Work to complete: Exactness is required throughout. Return every record once more.

Data shown:
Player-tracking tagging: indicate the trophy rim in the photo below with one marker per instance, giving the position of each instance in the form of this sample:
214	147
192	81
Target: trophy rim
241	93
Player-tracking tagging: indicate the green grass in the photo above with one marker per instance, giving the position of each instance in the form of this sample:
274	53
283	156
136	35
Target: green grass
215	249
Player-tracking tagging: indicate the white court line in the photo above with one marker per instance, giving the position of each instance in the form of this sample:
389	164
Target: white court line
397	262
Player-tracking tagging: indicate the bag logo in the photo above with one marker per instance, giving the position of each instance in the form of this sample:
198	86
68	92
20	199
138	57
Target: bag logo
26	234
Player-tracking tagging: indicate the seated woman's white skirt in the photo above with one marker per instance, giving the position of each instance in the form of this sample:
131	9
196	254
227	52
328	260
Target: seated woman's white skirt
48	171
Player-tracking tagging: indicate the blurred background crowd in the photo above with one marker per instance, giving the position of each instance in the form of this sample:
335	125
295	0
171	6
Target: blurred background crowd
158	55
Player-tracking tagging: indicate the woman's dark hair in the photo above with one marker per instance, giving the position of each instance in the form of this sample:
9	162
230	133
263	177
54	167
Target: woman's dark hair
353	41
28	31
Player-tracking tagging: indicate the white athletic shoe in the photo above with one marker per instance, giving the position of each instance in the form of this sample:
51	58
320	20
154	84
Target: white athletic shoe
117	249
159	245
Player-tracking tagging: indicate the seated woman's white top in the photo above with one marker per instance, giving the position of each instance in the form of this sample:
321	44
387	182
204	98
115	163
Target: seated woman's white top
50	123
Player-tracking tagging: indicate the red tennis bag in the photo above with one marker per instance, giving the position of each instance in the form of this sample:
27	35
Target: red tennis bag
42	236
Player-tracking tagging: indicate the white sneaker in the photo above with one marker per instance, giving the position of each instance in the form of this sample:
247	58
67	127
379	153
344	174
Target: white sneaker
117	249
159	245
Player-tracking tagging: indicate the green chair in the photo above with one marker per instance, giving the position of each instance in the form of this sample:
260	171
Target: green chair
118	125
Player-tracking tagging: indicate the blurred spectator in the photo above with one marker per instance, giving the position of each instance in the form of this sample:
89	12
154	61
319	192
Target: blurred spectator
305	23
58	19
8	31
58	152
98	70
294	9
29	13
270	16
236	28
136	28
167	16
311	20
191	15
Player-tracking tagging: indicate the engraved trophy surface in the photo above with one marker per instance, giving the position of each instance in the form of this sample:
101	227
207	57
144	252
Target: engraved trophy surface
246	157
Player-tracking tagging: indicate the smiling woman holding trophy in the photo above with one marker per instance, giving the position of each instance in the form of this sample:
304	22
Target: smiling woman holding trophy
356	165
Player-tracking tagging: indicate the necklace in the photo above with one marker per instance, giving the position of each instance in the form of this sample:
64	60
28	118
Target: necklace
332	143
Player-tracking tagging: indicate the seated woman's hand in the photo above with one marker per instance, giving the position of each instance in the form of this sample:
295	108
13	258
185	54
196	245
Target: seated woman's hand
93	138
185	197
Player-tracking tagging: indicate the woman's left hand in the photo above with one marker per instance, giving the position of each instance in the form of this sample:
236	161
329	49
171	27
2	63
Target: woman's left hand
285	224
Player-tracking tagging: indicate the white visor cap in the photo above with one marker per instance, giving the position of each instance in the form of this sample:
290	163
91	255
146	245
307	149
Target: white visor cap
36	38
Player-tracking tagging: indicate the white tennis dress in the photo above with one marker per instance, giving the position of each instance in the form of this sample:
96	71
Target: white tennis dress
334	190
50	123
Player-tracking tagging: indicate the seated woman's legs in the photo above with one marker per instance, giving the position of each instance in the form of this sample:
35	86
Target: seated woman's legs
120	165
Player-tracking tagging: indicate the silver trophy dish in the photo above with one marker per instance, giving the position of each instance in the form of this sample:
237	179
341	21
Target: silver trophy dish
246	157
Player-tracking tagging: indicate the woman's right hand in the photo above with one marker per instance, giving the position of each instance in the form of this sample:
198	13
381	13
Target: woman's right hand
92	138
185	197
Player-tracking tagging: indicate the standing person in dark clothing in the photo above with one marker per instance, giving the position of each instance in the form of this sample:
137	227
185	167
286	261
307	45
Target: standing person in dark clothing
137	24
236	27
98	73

Solution to this problem:
Player-tracking tagging: indicate the trophy rim in the photo below with one marker per instance, giving the position of each instance in the form of this sample:
214	147
192	81
Target: trophy rim
241	93
Player-tracking tagging: indicate the green grass in the photo above with one marker per instance, giving the position of each instance in the form of this sample:
274	53
283	156
136	35
Target: green grass
215	249
Player-tracking tagging: indicate the white court line in the photo above with one marker per instance, giving the position of each instance in the form of this sample:
389	164
Target: white court line
397	262
Player-tracking tagging: indicate the bag logo in the photo above with one marker per instance, giving the position of each instance in the form of this sample:
198	86
68	92
20	199
138	57
Target: bag logo
26	234
Player-tracking tagging: indicate the seated woman's white skirt in the photo above with one marker per instance, giving the position of each instance in the form of this sample:
131	9
196	254
227	52
328	260
Target: seated woman's white skirt
48	171
Player-tracking tagging: indicate the blurred background crowd in the photo above with one marker per instance, giving the position of each instance in the form of this sample:
335	125
295	0
171	6
Target: blurred background crowd
158	55
Player-tracking tagging: indicate the woman's dark hair in the photo above with one marker per instance, giving the position of each instance in the form of this sample:
9	162
230	133
263	177
54	167
Target: woman's dark hair
353	41
28	31
Player-tracking tagging: indicate the white athletic shoe in the photo above with one marker per instance, giving the position of each instance in the form of this sample:
51	58
320	20
154	84
Target: white athletic shoe
117	249
159	245
Player-tracking tagging: indicate the seated woman's white top in the photo above with one marker per instance, giving the position of each instance in the form of this sample:
321	44
387	182
204	98
115	163
Target: seated woman's white top
50	123
Player-tracking tagging: indicate the red tennis bag in the photo above with one marker per instance, giving the position of each instance in the form of this sample:
27	35
Target: red tennis bag
42	236
Player-tracking tagging: indicate the white sneaker in the photo above with one marker per instance, giving the position of each instance in the form of this sample:
247	58
67	127
379	153
344	174
Target: white sneaker
117	249
159	245
Player-tracking tagging: indicate the green chair in the photo above with one marker per instance, giving the position of each instance in the form of this sample:
260	171
Target: green chair
118	125
Player-tracking tagging: indicate the blurred spectator in the photo above with one marker per instance, giving the position of each instance in the form of this sample:
89	12
154	61
319	192
Target: blurred spectator
305	23
58	19
8	31
58	152
98	70
294	9
29	13
270	16
236	28
136	28
167	16
311	20
191	15
Player-tracking tagging: indicate the engraved trophy surface in the photo above with one marker per instance, giving the position of each instance in the form of this sample:
101	227
207	57
144	252
Target: engraved trophy surface
246	157
Player-tracking tagging: indicate the smiling woman holding trophy in the photo above with one marker per instance, giving the position of each instance in the form of this sample:
304	22
Target: smiling woman holding trophy
356	165
Player-tracking tagging: indicate the necklace in the photo above with one marker per instance, giving the position of each instance in the form of this sample:
64	60
28	118
Target: necklace
332	143
Player-tracking tagging: indicate the seated woman's hand in the photo above with one marker per instance, giving the position of each instance in the form of this sample:
295	108
13	258
185	54
196	245
Target: seated woman's hand
93	138
185	197
Player-tracking tagging: indicate the woman's left hand in the photo above with one marker per instance, giving the position of each instance in the form of this sample:
236	161
329	49
171	27
2	63
Target: woman's left hand
285	224
Player-tracking tagging: indicate the white visor cap in the photo above with one marker per instance, giving the position of each instance in the form of this sample:
290	163
91	255
146	245
307	149
Target: white visor cap
36	38
Player-tracking tagging: indicate the white tennis dress in the photo above with one marker per instance, giving the position of each instance in the form of this sample:
96	71
Target: white tennis dress
334	190
50	123
Player-tracking tagging: indicate the seated woman's legs in the photo above with one marker per instance, giving the position of each instance in the form of this sample:
35	86
Target: seated woman's legs
120	165
Player-tracking tagging: indicate the silver trophy dish in the photo above with one marker per instance, giving the position of each instance in the form of this sample:
237	179
341	21
Target: silver trophy dish
246	157
Player-tracking tagging: indicate the woman's right hand in the photo above with one marker per instance, giving the position of each instance in the form of this sample:
198	13
381	13
Target: woman's right hand
92	138
185	197
Player-tracking tagging: indicate the standing person in dark clothing in the photo above with one marker per instance, giving the position of each instance in the form of this sample:
137	227
185	167
286	261
307	45
Target: standing person in dark clothing
137	24
236	27
98	73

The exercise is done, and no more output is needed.